-------- SOURCE RECORDS

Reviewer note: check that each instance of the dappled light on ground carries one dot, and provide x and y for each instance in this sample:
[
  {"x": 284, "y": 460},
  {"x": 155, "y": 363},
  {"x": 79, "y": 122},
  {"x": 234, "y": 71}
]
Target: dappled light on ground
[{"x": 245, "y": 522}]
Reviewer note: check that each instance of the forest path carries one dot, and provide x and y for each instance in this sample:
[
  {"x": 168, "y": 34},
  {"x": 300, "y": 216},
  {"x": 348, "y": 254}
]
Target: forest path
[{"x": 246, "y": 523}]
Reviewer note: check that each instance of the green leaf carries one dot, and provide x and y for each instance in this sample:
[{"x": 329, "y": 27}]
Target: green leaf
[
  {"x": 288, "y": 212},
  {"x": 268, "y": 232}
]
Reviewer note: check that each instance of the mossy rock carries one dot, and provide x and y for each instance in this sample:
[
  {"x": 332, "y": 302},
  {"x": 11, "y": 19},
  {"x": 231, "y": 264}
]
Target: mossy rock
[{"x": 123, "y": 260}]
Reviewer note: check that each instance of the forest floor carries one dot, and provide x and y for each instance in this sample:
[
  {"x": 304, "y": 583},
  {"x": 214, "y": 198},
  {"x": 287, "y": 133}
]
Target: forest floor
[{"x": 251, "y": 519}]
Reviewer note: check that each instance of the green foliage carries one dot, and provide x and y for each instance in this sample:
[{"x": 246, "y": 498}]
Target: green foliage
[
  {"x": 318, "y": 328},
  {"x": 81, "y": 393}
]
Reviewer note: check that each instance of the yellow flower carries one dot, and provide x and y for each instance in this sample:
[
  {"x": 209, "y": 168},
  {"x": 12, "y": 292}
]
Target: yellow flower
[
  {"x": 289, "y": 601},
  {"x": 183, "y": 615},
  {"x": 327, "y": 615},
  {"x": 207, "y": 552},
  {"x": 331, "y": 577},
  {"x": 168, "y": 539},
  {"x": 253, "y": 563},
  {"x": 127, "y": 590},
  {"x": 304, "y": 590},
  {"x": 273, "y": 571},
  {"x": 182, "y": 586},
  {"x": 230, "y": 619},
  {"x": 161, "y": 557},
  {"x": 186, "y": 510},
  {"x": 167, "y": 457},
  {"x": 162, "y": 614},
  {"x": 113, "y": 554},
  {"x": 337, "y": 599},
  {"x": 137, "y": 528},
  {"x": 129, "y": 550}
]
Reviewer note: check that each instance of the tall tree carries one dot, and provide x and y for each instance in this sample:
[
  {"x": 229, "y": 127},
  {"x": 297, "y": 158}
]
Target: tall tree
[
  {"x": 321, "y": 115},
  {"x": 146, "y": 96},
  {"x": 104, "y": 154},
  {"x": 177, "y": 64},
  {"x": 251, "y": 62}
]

----------------

§ **TASK TO COMPLETE**
Reproduce the records in full, exactly as written.

§ **TASK ANSWER**
Reviewer note: check that each instance of the dappled light on ground carries one dot, and provide x and y for each instance in this sample:
[
  {"x": 284, "y": 460},
  {"x": 155, "y": 363},
  {"x": 79, "y": 122},
  {"x": 234, "y": 71}
]
Target: dappled light on ground
[{"x": 245, "y": 522}]
Reviewer note: check that each instance of the forest path carries one dot, and provide x and y for each instance in this sample:
[
  {"x": 168, "y": 34},
  {"x": 300, "y": 216},
  {"x": 348, "y": 254}
]
Target: forest path
[{"x": 246, "y": 523}]
Reviewer note: check that each instance of the green leaf carries one dot, and provide x and y for each instance in this sample:
[{"x": 329, "y": 27}]
Target: green leaf
[
  {"x": 288, "y": 212},
  {"x": 268, "y": 232}
]
Reviewer note: check that each instance of the mossy rock carries one dot, and provide x and y for each instance in this sample:
[
  {"x": 332, "y": 302},
  {"x": 11, "y": 19},
  {"x": 231, "y": 264}
]
Target: mossy rock
[{"x": 123, "y": 260}]
Reviewer note: check that each instance of the forest floor carries one dot, and provide x and y for each instance in this sample:
[
  {"x": 304, "y": 583},
  {"x": 214, "y": 198},
  {"x": 287, "y": 133}
]
Target: forest floor
[{"x": 251, "y": 519}]
Reviewer note: check that each instance of the green foliage carries one dot, and provide x and y for each instance in this sample:
[{"x": 246, "y": 498}]
Target: green foliage
[
  {"x": 318, "y": 328},
  {"x": 81, "y": 393}
]
Reviewer note: check that each instance of the yellow flower carries one dot, and provide x and y for each instance in this sample:
[
  {"x": 209, "y": 168},
  {"x": 12, "y": 292}
]
Target: yellow flower
[
  {"x": 289, "y": 601},
  {"x": 183, "y": 615},
  {"x": 327, "y": 615},
  {"x": 207, "y": 552},
  {"x": 331, "y": 577},
  {"x": 168, "y": 539},
  {"x": 253, "y": 563},
  {"x": 127, "y": 590},
  {"x": 304, "y": 590},
  {"x": 273, "y": 571},
  {"x": 182, "y": 586},
  {"x": 230, "y": 619},
  {"x": 161, "y": 557},
  {"x": 186, "y": 510},
  {"x": 167, "y": 457},
  {"x": 162, "y": 614},
  {"x": 113, "y": 554},
  {"x": 337, "y": 599},
  {"x": 137, "y": 528},
  {"x": 129, "y": 550}
]
Reviewer note: check that each instance of the tall tree carries one dot, and provide x and y for each instance in this sample:
[
  {"x": 229, "y": 127},
  {"x": 297, "y": 158}
]
Target: tall tree
[
  {"x": 321, "y": 115},
  {"x": 146, "y": 96},
  {"x": 104, "y": 154},
  {"x": 177, "y": 64},
  {"x": 251, "y": 62}
]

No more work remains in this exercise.